---------- EXERCISE TEXT

These materials can be wrought or fabricated by powder techniques such as hot isostatic pressing. Similarly, rapid-solidification-rate (RSR) technology can be applied to these materials so as to obtain the benefits of aligned crystal growth int he same manner as directional casting. The mechanical properties of the subject improved superalloy make it particularly well suited to the extremely high-stress environment of gas turbine engines, more specifically, as a material from which the turbine blade is constructed. The subject superalloy is also highly suited for use as sheet in the construction of the skin of the airframe in aerospace vehicles and as the skin of combustion chambers of gas turbine, ramjet and rocket engines.
The invention will now be illustrated by the following Examples.

Example 1

An alloy composition having the following formulation in parts by weight was prepared:

Nickel 63.0

Chromium 10.5

Cobalt 7.0

Aluminium 2.5

Titanium 1.5

Molybdenum 8.5

Rhenium 5.0

Thorium 0.5

Carbon 1.5

100.0
The stress required for 100 hour rupture at 1000°C was 42,500psi (292.5MPa).
A comparison alloy in which thorium was eliminated and aluminium reduced to 1.5 parts by weight exhibited a 100 hour rupture at 1000°C about 40% less than that of the superalloy of the invention.

--------------------
---------- DATA SHOWN

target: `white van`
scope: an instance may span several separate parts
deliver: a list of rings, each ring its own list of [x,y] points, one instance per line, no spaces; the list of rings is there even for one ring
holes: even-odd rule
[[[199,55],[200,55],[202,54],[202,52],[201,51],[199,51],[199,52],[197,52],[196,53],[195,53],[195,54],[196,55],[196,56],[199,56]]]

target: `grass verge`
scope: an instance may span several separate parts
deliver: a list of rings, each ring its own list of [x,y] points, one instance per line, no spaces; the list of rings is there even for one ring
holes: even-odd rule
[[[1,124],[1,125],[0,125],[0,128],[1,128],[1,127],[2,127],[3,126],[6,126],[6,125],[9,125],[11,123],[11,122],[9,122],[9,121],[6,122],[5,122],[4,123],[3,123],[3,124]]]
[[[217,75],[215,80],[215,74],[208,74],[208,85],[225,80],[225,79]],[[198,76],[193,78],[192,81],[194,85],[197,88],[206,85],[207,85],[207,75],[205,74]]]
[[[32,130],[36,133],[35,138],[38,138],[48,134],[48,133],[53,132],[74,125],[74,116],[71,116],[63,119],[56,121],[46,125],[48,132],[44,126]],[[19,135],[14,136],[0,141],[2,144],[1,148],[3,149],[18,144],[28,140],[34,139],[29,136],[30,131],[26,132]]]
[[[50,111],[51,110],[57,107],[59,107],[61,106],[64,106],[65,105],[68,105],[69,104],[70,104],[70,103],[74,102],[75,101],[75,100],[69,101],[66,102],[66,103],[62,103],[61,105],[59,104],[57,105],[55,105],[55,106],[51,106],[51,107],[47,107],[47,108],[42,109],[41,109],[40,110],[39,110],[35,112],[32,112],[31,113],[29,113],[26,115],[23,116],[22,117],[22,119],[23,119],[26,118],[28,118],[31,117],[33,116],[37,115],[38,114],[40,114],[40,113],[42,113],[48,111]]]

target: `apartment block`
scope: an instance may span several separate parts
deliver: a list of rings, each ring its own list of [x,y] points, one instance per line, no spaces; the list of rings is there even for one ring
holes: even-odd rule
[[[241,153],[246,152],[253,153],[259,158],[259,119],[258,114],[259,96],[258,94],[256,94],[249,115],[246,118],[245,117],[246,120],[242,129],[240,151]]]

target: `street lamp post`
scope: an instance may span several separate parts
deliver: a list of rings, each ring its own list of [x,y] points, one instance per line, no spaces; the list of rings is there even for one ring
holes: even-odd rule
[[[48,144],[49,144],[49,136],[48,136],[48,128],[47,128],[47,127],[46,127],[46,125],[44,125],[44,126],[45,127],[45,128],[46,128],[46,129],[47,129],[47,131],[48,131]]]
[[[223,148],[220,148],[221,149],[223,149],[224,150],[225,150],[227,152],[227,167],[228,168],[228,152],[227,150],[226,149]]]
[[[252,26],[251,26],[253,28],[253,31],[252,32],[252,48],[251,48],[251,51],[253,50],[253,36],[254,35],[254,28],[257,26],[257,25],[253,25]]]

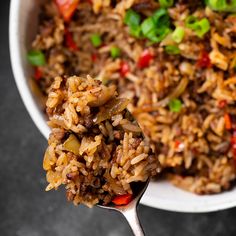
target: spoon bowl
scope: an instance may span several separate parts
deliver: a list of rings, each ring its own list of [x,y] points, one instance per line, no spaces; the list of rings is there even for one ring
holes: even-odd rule
[[[118,211],[127,220],[130,228],[133,231],[133,234],[135,236],[143,236],[144,231],[138,218],[137,207],[140,202],[140,199],[142,198],[144,192],[147,189],[148,184],[149,179],[146,182],[133,183],[131,187],[133,190],[134,198],[127,205],[117,206],[114,203],[110,203],[109,205],[105,206],[102,204],[98,204],[97,206],[103,209]]]

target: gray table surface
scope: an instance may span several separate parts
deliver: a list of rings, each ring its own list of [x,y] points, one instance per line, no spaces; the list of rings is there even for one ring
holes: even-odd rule
[[[44,192],[46,140],[30,119],[13,79],[8,50],[8,0],[0,3],[0,235],[131,235],[122,217],[74,207],[64,191]],[[236,208],[181,214],[140,206],[147,235],[236,235]]]

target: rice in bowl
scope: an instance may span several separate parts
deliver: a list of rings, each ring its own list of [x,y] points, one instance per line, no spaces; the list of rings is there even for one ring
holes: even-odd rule
[[[132,35],[124,23],[130,9],[142,24],[162,8],[152,0],[80,1],[65,21],[48,1],[32,44],[46,58],[37,83],[45,95],[57,75],[91,74],[117,86],[155,144],[164,176],[197,194],[229,189],[236,157],[235,16],[202,1],[175,1],[165,8],[169,32],[150,43],[153,35]],[[113,48],[120,50],[116,57]]]

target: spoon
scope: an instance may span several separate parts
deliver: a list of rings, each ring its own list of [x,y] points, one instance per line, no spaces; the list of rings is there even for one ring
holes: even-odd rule
[[[131,187],[133,190],[134,198],[127,205],[116,206],[115,204],[110,203],[109,205],[106,206],[101,204],[98,204],[97,206],[108,210],[118,211],[126,218],[135,236],[144,236],[145,234],[137,214],[137,206],[144,192],[146,191],[148,184],[149,184],[149,179],[146,182],[137,182],[132,184]]]

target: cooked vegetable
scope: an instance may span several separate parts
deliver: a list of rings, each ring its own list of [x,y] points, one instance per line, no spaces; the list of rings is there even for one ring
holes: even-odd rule
[[[198,20],[195,16],[188,16],[185,24],[188,28],[192,29],[196,35],[202,38],[210,30],[210,22],[207,18]]]
[[[65,29],[65,41],[66,46],[71,50],[78,50],[78,47],[73,39],[72,34],[69,32],[69,30]]]
[[[101,108],[100,112],[94,119],[96,124],[103,122],[104,120],[110,119],[112,116],[122,112],[126,109],[129,100],[126,98],[114,98],[109,101],[104,107]]]
[[[169,102],[168,106],[170,108],[170,111],[180,112],[182,108],[182,103],[179,99],[175,98]]]
[[[137,12],[129,9],[125,14],[124,23],[129,26],[129,31],[132,36],[141,36],[141,16]]]
[[[39,67],[34,68],[34,78],[40,80],[43,77],[42,70]]]
[[[168,8],[173,6],[174,0],[159,0],[161,7]]]
[[[102,39],[99,34],[93,34],[90,39],[94,47],[97,48],[102,45]]]
[[[78,7],[79,0],[55,0],[55,2],[64,20],[70,21]]]
[[[120,56],[120,53],[121,53],[121,51],[120,51],[120,49],[119,49],[118,47],[112,47],[112,48],[111,48],[111,57],[112,57],[113,59],[119,57],[119,56]]]
[[[180,49],[175,45],[168,45],[165,47],[165,52],[170,55],[180,54]]]
[[[141,22],[141,16],[132,9],[129,9],[124,18],[124,23],[130,27],[139,26]]]
[[[126,61],[121,61],[120,63],[120,75],[125,77],[126,74],[130,71],[129,64]]]
[[[63,143],[63,147],[66,151],[79,155],[80,142],[74,134],[71,134]]]
[[[218,103],[219,108],[225,108],[227,106],[227,101],[226,100],[220,100]]]
[[[184,34],[185,34],[185,32],[184,32],[184,28],[183,27],[176,27],[176,29],[172,33],[172,39],[176,43],[181,43],[183,38],[184,38]]]
[[[101,86],[101,93],[95,97],[95,100],[88,103],[91,107],[99,107],[104,105],[109,99],[116,94],[116,86],[112,85],[109,87]]]
[[[117,206],[127,205],[132,200],[132,194],[124,194],[113,198],[112,202]]]
[[[205,0],[205,2],[215,11],[236,12],[236,0]]]
[[[144,37],[154,43],[159,43],[170,32],[169,25],[170,20],[168,12],[161,8],[143,21],[141,30]]]
[[[170,17],[168,11],[164,8],[160,8],[153,14],[153,19],[157,27],[169,27],[170,26]]]
[[[232,123],[231,123],[230,115],[228,113],[224,115],[224,120],[225,120],[225,128],[230,130],[232,128]]]
[[[42,51],[29,51],[27,58],[33,66],[44,66],[46,64],[46,59]]]
[[[200,57],[197,61],[197,67],[200,68],[210,68],[211,67],[211,59],[209,57],[208,52],[202,51]]]
[[[233,131],[231,136],[231,148],[233,153],[233,158],[236,161],[236,130]]]
[[[140,69],[148,67],[152,59],[153,55],[150,53],[150,51],[148,49],[144,50],[138,60],[138,67]]]

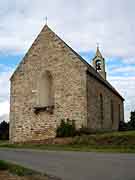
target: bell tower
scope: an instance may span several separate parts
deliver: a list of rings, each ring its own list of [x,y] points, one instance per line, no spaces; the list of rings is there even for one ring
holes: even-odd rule
[[[99,50],[99,46],[97,46],[96,55],[92,60],[92,64],[94,69],[106,80],[105,59]]]

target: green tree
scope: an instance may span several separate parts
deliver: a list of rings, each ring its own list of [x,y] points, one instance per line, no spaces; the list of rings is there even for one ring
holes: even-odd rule
[[[130,113],[129,127],[131,130],[135,130],[135,110]]]

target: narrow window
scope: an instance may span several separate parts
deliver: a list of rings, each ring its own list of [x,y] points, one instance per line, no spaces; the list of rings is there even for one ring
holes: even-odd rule
[[[114,107],[113,107],[113,100],[111,100],[111,122],[113,125],[113,121],[114,121]]]
[[[102,96],[102,94],[100,94],[100,120],[101,120],[101,127],[103,126],[103,119],[104,119],[103,96]]]
[[[49,71],[46,71],[39,80],[39,105],[54,105],[53,79]]]

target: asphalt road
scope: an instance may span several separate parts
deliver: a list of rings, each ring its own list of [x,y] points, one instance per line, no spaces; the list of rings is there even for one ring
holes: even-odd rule
[[[0,159],[63,180],[135,180],[135,154],[0,149]]]

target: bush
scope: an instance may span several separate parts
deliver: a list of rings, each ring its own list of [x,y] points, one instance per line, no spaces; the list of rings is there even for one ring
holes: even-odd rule
[[[9,123],[3,121],[0,123],[0,140],[9,139]]]
[[[60,126],[56,130],[57,137],[73,137],[76,134],[75,122],[67,119],[61,120]]]

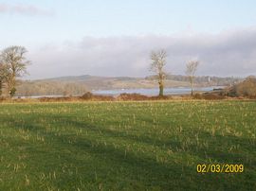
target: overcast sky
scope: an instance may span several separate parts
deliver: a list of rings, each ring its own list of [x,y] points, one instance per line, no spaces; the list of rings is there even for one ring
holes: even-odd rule
[[[150,53],[168,52],[167,71],[256,75],[253,0],[0,0],[0,49],[23,45],[28,78],[150,75]]]

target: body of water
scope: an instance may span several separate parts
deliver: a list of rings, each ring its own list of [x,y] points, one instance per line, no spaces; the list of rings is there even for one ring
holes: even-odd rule
[[[214,88],[223,88],[219,86],[214,87],[203,87],[203,88],[194,88],[194,92],[210,92]],[[93,91],[93,94],[97,95],[106,95],[106,96],[118,96],[123,93],[127,94],[140,94],[146,96],[157,96],[159,93],[158,88],[154,89],[118,89],[118,90],[98,90]],[[187,95],[191,94],[191,88],[165,88],[164,95]]]

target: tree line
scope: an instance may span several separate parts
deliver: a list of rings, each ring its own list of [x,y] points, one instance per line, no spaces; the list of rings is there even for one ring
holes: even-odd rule
[[[24,46],[9,46],[0,51],[0,96],[5,89],[8,95],[12,97],[16,93],[16,86],[19,83],[19,78],[27,74],[27,67],[31,62],[27,60],[27,49]],[[164,83],[167,78],[170,78],[165,71],[167,64],[167,52],[164,49],[153,51],[150,55],[150,71],[155,74],[159,96],[164,96]],[[186,64],[187,80],[191,84],[191,95],[193,95],[195,73],[199,65],[199,61],[191,60]]]

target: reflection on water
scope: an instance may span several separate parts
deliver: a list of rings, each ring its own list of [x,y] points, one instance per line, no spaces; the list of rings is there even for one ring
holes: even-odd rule
[[[204,88],[194,88],[194,92],[209,92],[212,91],[214,88],[223,88],[219,86],[214,87],[204,87]],[[108,95],[108,96],[117,96],[123,93],[127,94],[140,94],[140,95],[146,95],[146,96],[157,96],[159,93],[159,89],[121,89],[121,90],[99,90],[99,91],[93,91],[93,94],[98,95]],[[165,88],[164,89],[164,95],[185,95],[190,94],[191,88]]]

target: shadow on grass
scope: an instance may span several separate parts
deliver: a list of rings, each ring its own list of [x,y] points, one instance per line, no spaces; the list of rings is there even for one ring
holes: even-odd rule
[[[134,152],[130,150],[125,153],[125,150],[119,147],[114,147],[113,145],[107,143],[106,145],[94,140],[98,137],[111,137],[116,140],[116,144],[120,140],[127,141],[127,144],[133,146],[132,143],[142,143],[146,145],[157,146],[161,148],[165,147],[177,148],[177,149],[183,149],[182,143],[177,141],[161,141],[159,139],[153,139],[146,135],[134,136],[129,133],[121,133],[120,131],[108,130],[103,127],[95,126],[92,123],[86,121],[76,121],[71,117],[59,117],[58,115],[46,116],[39,115],[39,118],[46,118],[47,121],[52,122],[55,120],[58,123],[58,126],[64,127],[70,126],[74,129],[84,129],[88,130],[91,137],[75,137],[75,141],[67,142],[67,140],[72,140],[74,138],[73,132],[61,132],[59,135],[56,135],[55,131],[46,131],[44,125],[39,123],[31,123],[24,121],[22,126],[18,121],[9,121],[8,118],[5,120],[9,121],[9,127],[14,128],[15,130],[21,127],[27,130],[29,130],[33,134],[38,134],[39,132],[48,138],[52,138],[53,142],[51,146],[53,148],[60,148],[60,149],[69,148],[72,150],[73,154],[65,154],[63,157],[70,163],[77,164],[78,165],[82,165],[83,161],[78,160],[76,158],[77,152],[86,152],[93,156],[95,160],[101,161],[105,164],[104,167],[101,167],[102,170],[99,176],[102,178],[108,174],[108,170],[114,168],[116,171],[119,171],[120,168],[125,168],[124,173],[120,174],[119,177],[122,177],[123,181],[127,182],[127,184],[130,182],[130,188],[159,188],[160,190],[174,190],[174,189],[197,189],[198,187],[204,186],[204,189],[215,190],[215,189],[231,189],[236,186],[236,188],[243,187],[247,190],[250,190],[255,184],[253,184],[253,179],[255,174],[250,176],[246,174],[242,177],[232,177],[225,175],[214,175],[208,174],[207,176],[201,176],[196,174],[195,167],[180,164],[172,164],[172,163],[159,163],[155,160],[155,154],[152,153],[151,156],[145,155],[143,153]],[[3,121],[3,120],[2,120]],[[93,133],[91,133],[93,132]],[[192,132],[193,133],[193,132]],[[211,135],[209,132],[203,131],[201,134],[204,135],[205,139],[210,139]],[[191,154],[192,156],[198,156],[202,160],[208,160],[211,158],[213,160],[230,163],[230,162],[243,162],[247,160],[247,156],[243,155],[242,153],[227,153],[224,149],[218,151],[217,148],[221,148],[223,143],[238,143],[240,144],[241,150],[245,150],[246,153],[252,150],[251,145],[248,144],[248,140],[241,137],[233,136],[215,136],[214,142],[216,141],[217,145],[211,143],[209,149],[205,148],[196,148],[196,145],[190,145],[184,152]],[[35,148],[37,149],[37,148]],[[49,148],[50,149],[50,148]],[[206,155],[206,152],[207,155]],[[44,154],[47,155],[46,151]],[[175,153],[174,153],[175,154]],[[252,163],[255,163],[255,160],[251,159]],[[86,163],[86,162],[85,162]],[[252,165],[253,164],[249,164]],[[92,164],[95,165],[95,164]],[[109,176],[109,175],[108,175]],[[107,177],[106,182],[108,180]],[[234,178],[234,179],[233,179]],[[64,180],[62,180],[64,185]],[[218,183],[216,183],[218,182]],[[106,182],[107,183],[107,182]],[[139,185],[142,187],[139,187]],[[138,186],[138,187],[137,187]],[[242,188],[241,187],[241,188]],[[111,188],[111,187],[110,187]]]

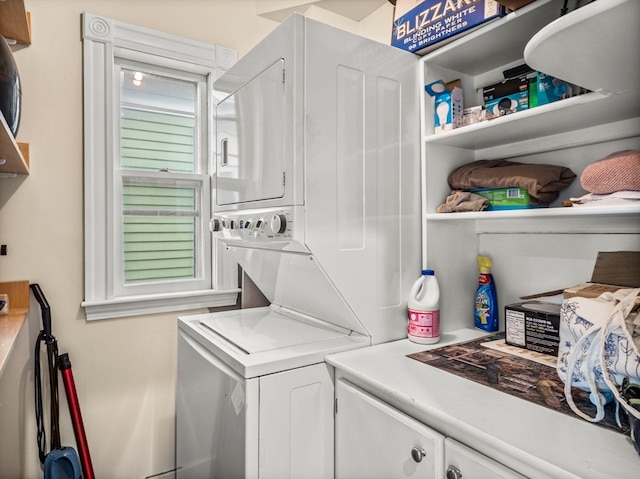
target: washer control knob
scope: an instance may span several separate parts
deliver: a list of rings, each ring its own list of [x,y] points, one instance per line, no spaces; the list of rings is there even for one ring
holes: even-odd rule
[[[449,466],[447,467],[445,477],[447,479],[462,479],[462,471],[460,471],[456,466]]]
[[[422,458],[425,457],[426,455],[427,455],[427,452],[421,447],[414,446],[411,449],[411,457],[416,462],[421,462]]]
[[[284,215],[278,214],[271,218],[271,231],[274,233],[284,233],[286,229],[287,218]]]
[[[211,218],[209,220],[209,229],[211,230],[212,233],[215,233],[216,231],[220,231],[222,229],[222,223],[218,218]]]

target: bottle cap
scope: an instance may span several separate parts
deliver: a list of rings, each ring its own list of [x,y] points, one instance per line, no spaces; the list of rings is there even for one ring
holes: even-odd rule
[[[491,258],[488,256],[478,256],[478,267],[480,268],[481,273],[488,273],[491,270]]]

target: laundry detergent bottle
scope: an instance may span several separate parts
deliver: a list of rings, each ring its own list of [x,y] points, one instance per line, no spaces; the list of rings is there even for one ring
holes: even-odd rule
[[[498,294],[491,274],[491,259],[478,256],[478,289],[476,290],[475,324],[483,331],[498,330]]]
[[[415,343],[433,344],[440,340],[440,286],[432,269],[411,287],[408,301],[409,339]]]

--------------------

QUESTIONS ON THE MATERIAL:
1. From the superalloy passage, reproduce the part starting with "A comparison alloy" and going on through "of the invention.".
2. Answer these questions from the superalloy passage:
(a) Which powder technique is named as a way to fabricate these materials?
(b) In Example 1, what stress was required for 100 hour rupture at 1000°C?
(c) In the comparison alloy, to how many parts by weight was aluminium reduced?

REPLIES:
1.
A comparison alloy in which thorium was eliminated and aluminium reduced to 1.5 parts by weight exhibited a 100 hour rupture at 1000°C about 40% less than that of the superalloy of the invention.

2.
(a) Hot isostatic pressing.
(b) 42,500psi (292.5MPa).
(c) 1.5 parts by weight.